-- Requirement 1 --
In the root-knot nematode report, which cowpea linkage group was the Rk resistance locus mapped to?
-- Requirement 2 --
Pick up the root-knot nematode report after its final sentence and continue it.

-- Passage provided --
Progress 01/01/02 to 12/31/02

Outputs
Host plant resistance to root-knot nematodes (MELOIDOGYNE spp.) is being studied as a primary means of nematode management in annual field and vegetable cropping systems. Analyses of resistance genes are being conducted in carrot, cowpea, cotton, lima bean and tomato. Genetic analysis in cowpea showed that the Rk resistance locus has at least four forms based on the specificity of resistance to different nematode populations. The gene locus was mapped to linkage group one of cowpea and a fine-mapping of the Rk region is being conducted to generate useful molecular markers for cowpea breeding and for a positional gene cloning effort. A series of near isogenic lines in a blackeye background is being developed, for use in comparing the value of each Rk gene form in protecting cowpea from nematode infection in field experiments. A series of recombinant inbred lines was developed from crosses between root-knot susceptible and resistant Lima bean genotypes. The resistant parents represent different R gene sources. The genetic analyses of the resistance revealed several recessive and dominant genes that control nematode reproduction on roots, nematode induced root-galling, or both. Combinations of the R genes were shown to be necessary in providing Lima bean plants with adequate broad-based field resistance. Nematode infested field nurseries in the San Joaquin and Coachella Valleys of California were used to advance several hundred breeding lines of fresh market type carrots with resistance to M. JAVANICA and M. INCOGNITA. The resistance was shown to be an adequate replacement for soil fumigation treatment when combined with prior planting of non-host or resistant rotation crops and (or) use of delayed planting time of carrot in the fall. Analysis of root-knot nematode, M. INCOGNITA, and Fusarium wilt resistance in cotton was started using crosses between resistant and susceptible genotypes of both pima and upland cottons. AFLP polymorphisms are being screened in a search for gene markers for use in cotton breeding programs.

Impacts
The identification and characterization of resistance genes in crop plants will lead to effective and safe approaches to managing root-knot nematodes by developing resistant varieties. The use of the resistance in crop production systems as alternatives to nematicides is aided by understanding the nature and specificity of resistance genes. Characterized resistance with genetic markers can be more easily selected for in breeding programs and deployed in cropping systems.

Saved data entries
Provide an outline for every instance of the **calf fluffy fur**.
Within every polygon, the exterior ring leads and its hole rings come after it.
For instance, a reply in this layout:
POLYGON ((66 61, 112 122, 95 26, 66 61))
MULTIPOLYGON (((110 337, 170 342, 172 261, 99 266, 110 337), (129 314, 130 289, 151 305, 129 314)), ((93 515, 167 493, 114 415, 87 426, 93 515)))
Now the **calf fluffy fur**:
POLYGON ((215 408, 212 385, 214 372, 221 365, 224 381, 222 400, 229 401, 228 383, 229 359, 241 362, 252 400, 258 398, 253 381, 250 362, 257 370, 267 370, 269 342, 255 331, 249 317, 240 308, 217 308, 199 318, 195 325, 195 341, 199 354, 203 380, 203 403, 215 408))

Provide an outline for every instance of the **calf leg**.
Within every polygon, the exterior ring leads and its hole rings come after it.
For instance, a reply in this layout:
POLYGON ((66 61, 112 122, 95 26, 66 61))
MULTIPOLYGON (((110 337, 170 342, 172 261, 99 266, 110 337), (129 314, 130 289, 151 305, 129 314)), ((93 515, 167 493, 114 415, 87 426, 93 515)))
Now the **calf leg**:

-- Response 1 --
Linkage group one.

-- Response 2 --
Publications

  • Roberts, P.A., P.S. Simon, L.S. Boiteux, W.C. Matthews, and T.R. Mullens. 2002. Characterization of resistance to root-knot nematodes in carrot. Nematology 4:236.
  • Yu, M.H., and P.A. Roberts. 2002. Selection of root-knot nematode resistant sugarbeet from field plantings. Nematology 4:240.
  • Ammiraju, J.S.S., J.C. Veremis, X. Huang, P.A. Roberts and I. Kaloshian. 2003. Fine mapping of the heat-stable root-knot nematode resistance gene Mi-9 in Lycopersicon peruvianum. Theor. Appl. Genet. (in press).
  • Ammiraju Jetty, S.S., J.C. Veremis, P.A. Roberts, and I. Kaloshian. 2002. High resolution linkage map around novel heat-stable nematode resistance gene Mi-9. Page 204. Proc. Intl Plant, Animal and Microbe Genome Conf. X. San Diego, CA.
  • Boiteux, L.S., F.A.S. Arag, I.C. Bach, M.E. N. Fonseca, W.C. Matthews, P.A. Roberts, and P.S. Simon. 2002. A dosage-dependent response of the Meloidogyne javanica resistance locus in carrot estimated via linkage analysis with flanking codominant STS markers. Page 244. Proc. Intl Plant, Animal and Microbe Genome Conf. X. San Diego, CA.
  • Chen, P. C. 2002. Genetic variation in Meloidogyne hapla and inheritance of resistance in common bean. Ph.D. Dissertation, University of California, Riverside.
  • Roberts, P.A. and T. Mullens. 2002. Diseases caused by Nematodes. In: Compendium of Carrot and Celery Diseases. M. Davis, (ed.). American Phytopathological Society. APS Press, St. Paul, MN. Pp 45-50.